REQUIRED WORK – Copy the data that follows exactly. Include no pictures.

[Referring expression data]
⟨
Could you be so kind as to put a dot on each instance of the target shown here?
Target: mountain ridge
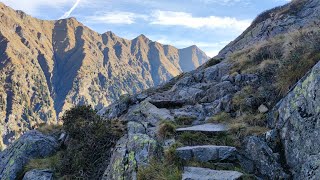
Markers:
(54, 65)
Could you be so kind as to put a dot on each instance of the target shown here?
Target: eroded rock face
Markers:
(31, 145)
(297, 119)
(47, 67)
(209, 153)
(264, 162)
(195, 173)
(197, 95)
(38, 175)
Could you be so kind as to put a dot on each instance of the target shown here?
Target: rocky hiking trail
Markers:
(223, 158)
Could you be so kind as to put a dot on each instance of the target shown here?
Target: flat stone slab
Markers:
(208, 153)
(196, 173)
(205, 128)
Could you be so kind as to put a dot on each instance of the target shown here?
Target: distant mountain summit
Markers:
(46, 67)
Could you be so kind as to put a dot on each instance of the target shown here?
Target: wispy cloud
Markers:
(170, 18)
(33, 6)
(211, 48)
(116, 17)
(68, 13)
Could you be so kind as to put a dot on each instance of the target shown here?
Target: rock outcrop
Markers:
(296, 119)
(31, 145)
(194, 173)
(288, 150)
(39, 175)
(47, 67)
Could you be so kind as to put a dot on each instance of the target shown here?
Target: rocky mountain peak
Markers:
(50, 66)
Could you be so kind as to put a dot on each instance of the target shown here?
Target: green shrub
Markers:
(54, 163)
(198, 138)
(90, 143)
⟩
THE COMPLETED TASK –
Could you be so kind as to put a dot on each instance of the target shown here?
Target: mountain ridge
Markers:
(54, 65)
Could you be so kind as to put a dot on each instance of the target shown here?
Target: eroded rock face
Markers:
(31, 145)
(297, 119)
(47, 67)
(209, 153)
(264, 162)
(195, 173)
(197, 95)
(38, 175)
Could you be so kind as to put a dot on each instance of the target shown here?
Target: rocky hiking trail
Markers:
(223, 158)
Could you be so kind as to put a dot on each instance of the target shown here?
Target: flat stone slab
Markers:
(208, 153)
(196, 173)
(205, 128)
Could you be so kind as to put a dot on each instance of the target shown here?
Target: distant mountain summit
Markers:
(46, 67)
Could you be so kind as to put a dot on each instance of the target shown here?
Target: wispy cloud
Markers:
(170, 18)
(33, 6)
(211, 48)
(116, 17)
(68, 13)
Could you be so kind as to put a dot on each instance of the target shown here?
Target: rock outcrop
Markers:
(296, 119)
(31, 145)
(194, 173)
(288, 150)
(39, 175)
(47, 67)
Could you be so kind as to put a dot on each instance of the target shown here?
Target: rocky mountain peak
Markers:
(50, 66)
Could you be so kind as to put a dot on each instance of the target shown here?
Target: green shrub
Markers:
(54, 163)
(198, 138)
(90, 143)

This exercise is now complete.